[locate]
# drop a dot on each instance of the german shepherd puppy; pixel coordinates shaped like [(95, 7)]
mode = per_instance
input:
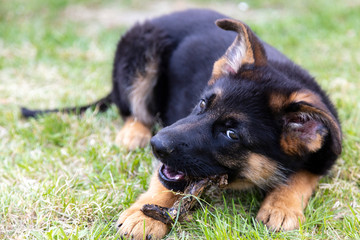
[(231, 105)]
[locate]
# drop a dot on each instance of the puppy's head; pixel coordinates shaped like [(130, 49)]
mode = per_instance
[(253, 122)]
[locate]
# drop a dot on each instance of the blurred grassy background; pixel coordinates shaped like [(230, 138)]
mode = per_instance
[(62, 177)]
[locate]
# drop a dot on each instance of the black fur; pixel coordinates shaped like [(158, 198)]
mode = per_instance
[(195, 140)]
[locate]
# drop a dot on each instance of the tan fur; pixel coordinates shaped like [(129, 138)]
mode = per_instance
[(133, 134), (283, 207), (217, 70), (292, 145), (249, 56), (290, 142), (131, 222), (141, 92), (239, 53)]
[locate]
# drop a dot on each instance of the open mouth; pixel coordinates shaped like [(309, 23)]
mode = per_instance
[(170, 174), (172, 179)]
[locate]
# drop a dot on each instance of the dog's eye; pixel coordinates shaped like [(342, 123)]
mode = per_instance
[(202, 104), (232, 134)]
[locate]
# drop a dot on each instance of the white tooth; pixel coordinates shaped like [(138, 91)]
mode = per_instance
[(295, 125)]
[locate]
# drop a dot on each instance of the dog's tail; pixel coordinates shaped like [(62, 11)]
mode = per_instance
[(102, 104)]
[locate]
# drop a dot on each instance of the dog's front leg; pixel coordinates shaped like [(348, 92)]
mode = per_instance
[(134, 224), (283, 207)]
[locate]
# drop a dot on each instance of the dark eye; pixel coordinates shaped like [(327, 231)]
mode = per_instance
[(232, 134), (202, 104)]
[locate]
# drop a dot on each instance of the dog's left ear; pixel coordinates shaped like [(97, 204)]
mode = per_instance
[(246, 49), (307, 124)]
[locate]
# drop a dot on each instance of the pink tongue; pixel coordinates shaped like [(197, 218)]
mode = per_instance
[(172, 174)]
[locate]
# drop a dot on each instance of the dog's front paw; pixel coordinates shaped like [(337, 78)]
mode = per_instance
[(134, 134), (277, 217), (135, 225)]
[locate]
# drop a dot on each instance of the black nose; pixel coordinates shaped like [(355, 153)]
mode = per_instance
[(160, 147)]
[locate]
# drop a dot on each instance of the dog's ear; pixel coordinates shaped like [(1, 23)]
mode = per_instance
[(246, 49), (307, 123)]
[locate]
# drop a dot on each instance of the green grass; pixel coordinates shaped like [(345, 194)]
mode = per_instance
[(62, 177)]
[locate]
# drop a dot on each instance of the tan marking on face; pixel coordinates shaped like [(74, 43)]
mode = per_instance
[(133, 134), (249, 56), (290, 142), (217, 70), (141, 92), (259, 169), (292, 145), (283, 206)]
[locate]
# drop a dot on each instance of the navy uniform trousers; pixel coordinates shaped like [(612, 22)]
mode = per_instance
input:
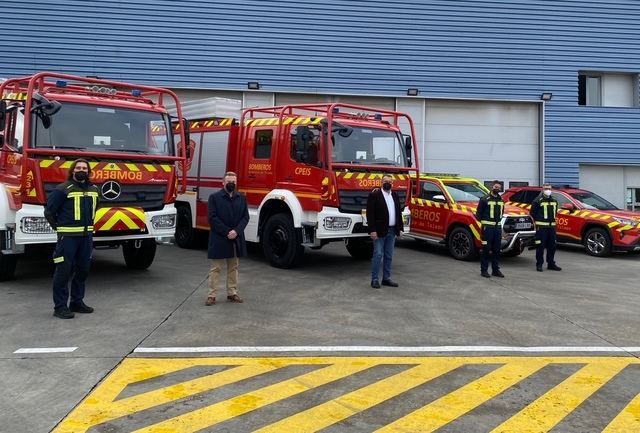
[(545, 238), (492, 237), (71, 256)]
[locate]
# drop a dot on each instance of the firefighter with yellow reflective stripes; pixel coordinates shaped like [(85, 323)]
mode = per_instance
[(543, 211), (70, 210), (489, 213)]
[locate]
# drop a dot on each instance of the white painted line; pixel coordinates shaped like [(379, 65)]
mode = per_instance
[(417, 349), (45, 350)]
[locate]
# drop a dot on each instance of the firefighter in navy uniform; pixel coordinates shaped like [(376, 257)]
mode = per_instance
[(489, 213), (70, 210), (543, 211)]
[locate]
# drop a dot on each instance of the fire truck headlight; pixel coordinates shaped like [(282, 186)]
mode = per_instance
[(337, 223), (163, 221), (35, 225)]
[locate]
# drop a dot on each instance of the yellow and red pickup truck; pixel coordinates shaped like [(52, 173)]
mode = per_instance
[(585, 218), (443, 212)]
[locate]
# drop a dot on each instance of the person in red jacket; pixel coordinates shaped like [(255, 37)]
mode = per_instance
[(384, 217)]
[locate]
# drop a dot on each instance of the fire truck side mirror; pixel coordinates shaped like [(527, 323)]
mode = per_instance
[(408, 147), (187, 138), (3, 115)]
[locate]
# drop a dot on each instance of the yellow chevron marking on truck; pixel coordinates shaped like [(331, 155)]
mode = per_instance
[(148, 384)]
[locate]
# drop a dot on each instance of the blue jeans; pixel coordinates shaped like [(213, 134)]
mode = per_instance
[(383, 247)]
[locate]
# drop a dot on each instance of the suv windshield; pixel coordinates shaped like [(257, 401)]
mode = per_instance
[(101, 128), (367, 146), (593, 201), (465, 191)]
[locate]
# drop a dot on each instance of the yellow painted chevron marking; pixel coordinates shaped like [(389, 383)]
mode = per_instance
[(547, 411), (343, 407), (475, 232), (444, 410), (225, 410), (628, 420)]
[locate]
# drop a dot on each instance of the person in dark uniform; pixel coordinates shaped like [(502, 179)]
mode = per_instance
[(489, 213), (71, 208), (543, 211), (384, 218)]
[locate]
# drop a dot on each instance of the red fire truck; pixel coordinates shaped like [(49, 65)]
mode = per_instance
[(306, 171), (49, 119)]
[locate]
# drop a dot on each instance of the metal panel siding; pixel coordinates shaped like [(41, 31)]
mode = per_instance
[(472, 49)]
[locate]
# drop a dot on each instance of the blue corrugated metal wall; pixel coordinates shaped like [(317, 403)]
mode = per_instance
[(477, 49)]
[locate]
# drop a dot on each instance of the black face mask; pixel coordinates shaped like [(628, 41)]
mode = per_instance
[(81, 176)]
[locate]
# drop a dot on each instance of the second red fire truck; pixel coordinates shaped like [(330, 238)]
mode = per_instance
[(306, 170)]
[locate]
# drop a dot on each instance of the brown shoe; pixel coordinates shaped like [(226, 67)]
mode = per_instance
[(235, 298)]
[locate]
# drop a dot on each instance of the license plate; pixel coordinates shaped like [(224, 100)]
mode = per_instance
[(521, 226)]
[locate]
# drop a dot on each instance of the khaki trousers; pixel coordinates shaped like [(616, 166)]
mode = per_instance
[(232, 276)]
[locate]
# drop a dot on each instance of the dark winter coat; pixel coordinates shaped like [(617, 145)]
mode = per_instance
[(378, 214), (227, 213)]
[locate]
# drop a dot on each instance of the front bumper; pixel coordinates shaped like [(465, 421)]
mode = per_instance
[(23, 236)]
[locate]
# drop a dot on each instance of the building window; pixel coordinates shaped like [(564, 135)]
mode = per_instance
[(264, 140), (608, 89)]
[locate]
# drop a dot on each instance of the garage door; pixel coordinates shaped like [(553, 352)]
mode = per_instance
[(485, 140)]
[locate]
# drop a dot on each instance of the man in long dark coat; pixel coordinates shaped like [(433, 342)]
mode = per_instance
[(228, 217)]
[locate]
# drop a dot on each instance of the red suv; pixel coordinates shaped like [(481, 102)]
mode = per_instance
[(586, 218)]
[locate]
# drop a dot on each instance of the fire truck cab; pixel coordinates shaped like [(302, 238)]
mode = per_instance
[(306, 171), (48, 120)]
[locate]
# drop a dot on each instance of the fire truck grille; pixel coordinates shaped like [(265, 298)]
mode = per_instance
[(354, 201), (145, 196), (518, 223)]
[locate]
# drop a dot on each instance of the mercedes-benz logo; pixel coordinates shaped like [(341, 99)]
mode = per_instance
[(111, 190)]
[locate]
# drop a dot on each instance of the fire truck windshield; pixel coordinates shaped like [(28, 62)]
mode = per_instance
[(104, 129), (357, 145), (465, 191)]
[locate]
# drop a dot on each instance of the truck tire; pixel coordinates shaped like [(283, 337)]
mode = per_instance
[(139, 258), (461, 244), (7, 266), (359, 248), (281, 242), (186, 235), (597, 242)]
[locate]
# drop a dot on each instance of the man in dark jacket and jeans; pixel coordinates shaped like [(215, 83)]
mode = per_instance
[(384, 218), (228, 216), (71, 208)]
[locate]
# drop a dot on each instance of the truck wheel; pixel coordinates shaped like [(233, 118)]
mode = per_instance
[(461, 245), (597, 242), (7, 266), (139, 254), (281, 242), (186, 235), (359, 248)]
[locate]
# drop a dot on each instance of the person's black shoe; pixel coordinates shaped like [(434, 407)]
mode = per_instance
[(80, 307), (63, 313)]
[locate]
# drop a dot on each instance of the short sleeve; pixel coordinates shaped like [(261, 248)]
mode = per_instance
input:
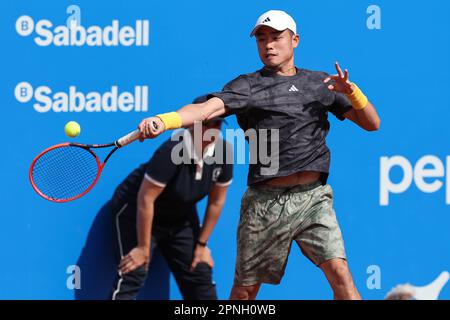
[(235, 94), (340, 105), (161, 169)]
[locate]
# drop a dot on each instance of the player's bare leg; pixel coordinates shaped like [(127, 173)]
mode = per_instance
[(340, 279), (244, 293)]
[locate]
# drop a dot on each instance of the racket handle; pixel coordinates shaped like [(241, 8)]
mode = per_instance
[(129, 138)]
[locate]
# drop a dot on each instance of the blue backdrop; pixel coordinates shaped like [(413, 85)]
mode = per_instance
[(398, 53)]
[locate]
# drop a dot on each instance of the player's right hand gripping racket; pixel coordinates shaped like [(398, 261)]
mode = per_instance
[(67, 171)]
★ ★ ★
### WORK TASK
Wherever a line in the data above holds the word "yellow", copy that line.

### ANSWER SECTION
# drop a dot on each instance of the firefighter with yellow reflective stripes; pixel coordinates shaped like [(85, 323)]
# drop a dot on each instance of the yellow and red pickup truck; pixel coordinates shaped like [(52, 173)]
# drop a dot on each instance of the yellow chevron marking on truck; pixel coordinates shaped like [(331, 155)]
# drop a dot on each instance of the yellow painted chevron marking; pixel coordinates shaped like [(389, 383)]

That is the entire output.